━━━━━ Data for processing
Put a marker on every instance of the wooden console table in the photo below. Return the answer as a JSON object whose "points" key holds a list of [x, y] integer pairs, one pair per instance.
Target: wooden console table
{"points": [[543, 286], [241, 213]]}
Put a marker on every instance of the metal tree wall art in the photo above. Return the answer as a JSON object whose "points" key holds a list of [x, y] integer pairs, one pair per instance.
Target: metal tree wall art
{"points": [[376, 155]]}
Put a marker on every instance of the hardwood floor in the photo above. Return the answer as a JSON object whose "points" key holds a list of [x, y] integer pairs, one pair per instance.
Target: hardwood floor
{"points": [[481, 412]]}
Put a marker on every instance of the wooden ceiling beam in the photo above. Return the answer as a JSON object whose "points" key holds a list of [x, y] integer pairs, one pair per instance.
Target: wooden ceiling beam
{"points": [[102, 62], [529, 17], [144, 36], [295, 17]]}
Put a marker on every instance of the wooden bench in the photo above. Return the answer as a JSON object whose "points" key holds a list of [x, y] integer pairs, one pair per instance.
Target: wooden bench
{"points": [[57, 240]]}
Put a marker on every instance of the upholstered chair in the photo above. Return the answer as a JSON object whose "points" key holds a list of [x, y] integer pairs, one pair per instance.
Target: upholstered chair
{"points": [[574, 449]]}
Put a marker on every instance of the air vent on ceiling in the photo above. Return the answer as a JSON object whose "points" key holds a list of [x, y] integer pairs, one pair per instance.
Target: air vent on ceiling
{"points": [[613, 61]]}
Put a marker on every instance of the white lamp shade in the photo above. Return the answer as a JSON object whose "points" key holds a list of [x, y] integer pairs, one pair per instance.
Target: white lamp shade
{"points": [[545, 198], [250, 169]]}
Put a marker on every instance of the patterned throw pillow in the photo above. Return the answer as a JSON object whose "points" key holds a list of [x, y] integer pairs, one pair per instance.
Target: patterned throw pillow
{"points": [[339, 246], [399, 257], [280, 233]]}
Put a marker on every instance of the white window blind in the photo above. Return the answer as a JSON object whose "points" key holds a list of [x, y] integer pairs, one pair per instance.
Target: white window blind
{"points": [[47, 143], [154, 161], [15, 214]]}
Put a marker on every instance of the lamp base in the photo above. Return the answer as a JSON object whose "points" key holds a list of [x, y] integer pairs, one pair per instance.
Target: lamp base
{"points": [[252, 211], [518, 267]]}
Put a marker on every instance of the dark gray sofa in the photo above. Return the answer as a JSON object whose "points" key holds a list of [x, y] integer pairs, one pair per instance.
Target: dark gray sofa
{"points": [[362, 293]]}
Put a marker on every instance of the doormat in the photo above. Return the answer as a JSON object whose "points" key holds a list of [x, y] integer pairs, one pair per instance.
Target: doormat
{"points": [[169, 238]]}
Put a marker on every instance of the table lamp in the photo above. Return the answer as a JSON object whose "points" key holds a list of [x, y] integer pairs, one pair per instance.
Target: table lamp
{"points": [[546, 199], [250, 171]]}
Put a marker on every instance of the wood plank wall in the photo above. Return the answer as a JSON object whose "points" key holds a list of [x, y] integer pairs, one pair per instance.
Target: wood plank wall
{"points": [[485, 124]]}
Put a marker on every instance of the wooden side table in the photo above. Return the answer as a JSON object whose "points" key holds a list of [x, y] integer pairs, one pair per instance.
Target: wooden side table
━━━━━━━━━━
Render all of the data above as a numbered list, omitting any blank lines.

Output of the exercise
1. Put a marker on every instance of the wooden console table in the photo below. Return the answer as a JSON object whose "points" key holds a list of [x, y] integer pairs, one pair per instance.
2. Target: wooden console table
3. {"points": [[543, 286], [241, 213]]}
4. Put a marker on every instance of the metal tree wall art in the photo above. Return the answer as a JSON object whose "points" key holds a list of [x, y] integer pairs, one pair per instance.
5. Target: metal tree wall art
6. {"points": [[376, 155]]}
7. Put a marker on every instance of the hardwood floor in the photo above. Return the answer as a JSON object whose "points" key holds a list of [x, y] integer pairs, one pair per instance.
8. Target: hardwood floor
9. {"points": [[481, 412]]}
10. Put a marker on every instance of the wooden ceiling beam in the photo above. Return the answer as a JSON object whose "points" key holds a list of [x, y] integer pairs, one pair per instance.
11. Target: wooden ceiling beam
12. {"points": [[102, 62], [529, 17], [144, 36], [295, 17]]}
13. Put a marker on every instance of the wooden bench in the photo above. Return the answer as a JSON object whose "points" key holds a list of [x, y] integer pairs, one pair per instance.
14. Target: wooden bench
15. {"points": [[57, 240]]}
16. Put a marker on every instance of the upholstered chair in the photo above. Return the answer as a JSON object whose "points" key holds a list of [x, y] integer pairs, one pair per instance.
17. Target: upholstered chair
18. {"points": [[574, 449]]}
19. Put a marker on every instance of the air vent on ceiling in the photo above. Return the answer as a JSON object whose "points" key holds a list of [x, y] integer pairs, one pair per instance.
20. Target: air vent on ceiling
21. {"points": [[613, 61]]}
22. Put a marker on every instance of the white lamp shade in the photo above. Return the answer as a JSON object whose "points" key holds a list of [x, y] integer pairs, one pair per instance.
23. Target: white lamp shade
24. {"points": [[545, 198], [250, 169]]}
25. Put a marker on every instance of the patterned throw pillow in the photo above. Return the answer as a JSON object whose "points" key holds a list of [x, y] integer pairs, one pair per instance.
26. Target: patterned throw pillow
27. {"points": [[339, 246], [399, 257], [280, 233]]}
28. Put a marker on every instance of the white window blind in the photo above. Return the answer as a JSON object whose "points" key holds a list of [x, y] integer pairs, one pair per instance.
29. Target: white window blind
30. {"points": [[47, 143], [154, 161], [15, 214]]}
31. Put a marker on every instance of the lamp base in the photo above. Return the answer as a JSON object whose "points" key holds a list of [x, y] integer pairs, one pair per instance.
32. Target: lamp base
33. {"points": [[252, 211], [518, 267]]}
34. Put a marker on every instance of the dark gray sofa in the photo above. Return the answer as a JSON object whose "points" key holds a list of [x, y] integer pairs, one pair per instance.
35. Target: dark gray sofa
36. {"points": [[362, 293]]}
37. Put a marker on every instance of the doormat in the photo above. Return the answer as a JSON object whose "points" key holds a list of [x, y] integer pairs, one pair per instance.
38. Target: doormat
39. {"points": [[169, 238]]}
40. Put a marker on every instance of the table lamp in the photo above. Return the answer as a JSON object whose "points" key holds a list of [x, y] integer pairs, one pair per instance.
41. Target: table lamp
42. {"points": [[546, 199], [250, 171]]}
43. Put a marker on every instance of the wood plank wall in the photo above. Return the answer as a JSON object whose "points" key holds a list of [x, y] integer pairs, one pair per instance.
44. Target: wood plank wall
45. {"points": [[485, 124]]}
46. Put a marker on every instance of the wooden side table in the photo above. Return the answer as a JSON object whose "points" key holds a list of [x, y] integer pairs, one pair per instance.
47. Target: wooden side table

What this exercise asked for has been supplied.